(Records of labeled points)
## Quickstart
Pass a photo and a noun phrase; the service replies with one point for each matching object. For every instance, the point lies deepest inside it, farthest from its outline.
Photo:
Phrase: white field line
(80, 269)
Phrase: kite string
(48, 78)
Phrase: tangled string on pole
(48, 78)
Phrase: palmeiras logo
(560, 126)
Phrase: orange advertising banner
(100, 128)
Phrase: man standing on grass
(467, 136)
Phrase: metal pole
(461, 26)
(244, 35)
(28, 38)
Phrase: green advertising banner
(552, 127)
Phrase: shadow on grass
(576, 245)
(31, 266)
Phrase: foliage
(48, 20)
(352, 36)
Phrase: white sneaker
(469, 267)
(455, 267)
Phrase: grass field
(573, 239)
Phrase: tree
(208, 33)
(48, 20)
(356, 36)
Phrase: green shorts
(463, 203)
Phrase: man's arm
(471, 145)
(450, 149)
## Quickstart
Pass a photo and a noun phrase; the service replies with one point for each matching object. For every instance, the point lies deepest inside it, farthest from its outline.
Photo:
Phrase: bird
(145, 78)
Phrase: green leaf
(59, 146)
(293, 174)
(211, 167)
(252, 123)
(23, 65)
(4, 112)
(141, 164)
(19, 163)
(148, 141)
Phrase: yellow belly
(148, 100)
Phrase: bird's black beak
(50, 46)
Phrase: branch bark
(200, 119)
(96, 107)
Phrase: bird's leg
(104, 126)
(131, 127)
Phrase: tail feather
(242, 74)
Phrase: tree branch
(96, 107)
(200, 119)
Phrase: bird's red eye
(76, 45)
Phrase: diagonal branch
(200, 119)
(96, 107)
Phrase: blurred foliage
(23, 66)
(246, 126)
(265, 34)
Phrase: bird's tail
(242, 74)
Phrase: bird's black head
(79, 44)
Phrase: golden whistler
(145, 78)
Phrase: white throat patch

> **Task statement**: Reproduce exactly the line that holds "Phrase: man standing on grass", then every line after it, ending with the final line of the records above.

> **Answer to the task**:
Phrase: man standing on grass
(467, 136)
Phrase: metal pole
(461, 26)
(244, 35)
(28, 38)
Phrase: green advertising banner
(552, 127)
Phrase: shadow on grass
(576, 245)
(31, 266)
Phrase: foliage
(48, 20)
(352, 36)
Phrase: white sneaker
(469, 267)
(455, 267)
Phrase: grass field
(573, 239)
Phrase: tree
(208, 33)
(48, 20)
(356, 36)
Phrase: green shorts
(463, 203)
Phrase: man's arm
(471, 145)
(450, 149)
## Quickstart
Pass a photo and a noun phrase; the service replies with one point for each matching object. For every instance, the point lies deepest inside it, farthest from its outline.
Photo:
Phrase: bird
(145, 78)
Phrase: green leaf
(59, 146)
(293, 174)
(211, 167)
(252, 123)
(23, 65)
(4, 112)
(141, 164)
(19, 163)
(148, 141)
Phrase: yellow belly
(148, 100)
Phrase: bird's black beak
(50, 46)
Phrase: branch bark
(200, 119)
(96, 107)
Phrase: bird's leg
(104, 126)
(131, 127)
Phrase: tail feather
(242, 74)
Phrase: tree branch
(96, 107)
(200, 119)
Phrase: bird's red eye
(76, 45)
Phrase: diagonal branch
(200, 119)
(96, 107)
Phrase: blurred foliage
(23, 66)
(246, 126)
(265, 34)
Phrase: bird's tail
(242, 74)
Phrase: bird's black head
(79, 44)
Phrase: golden whistler
(145, 78)
Phrase: white throat patch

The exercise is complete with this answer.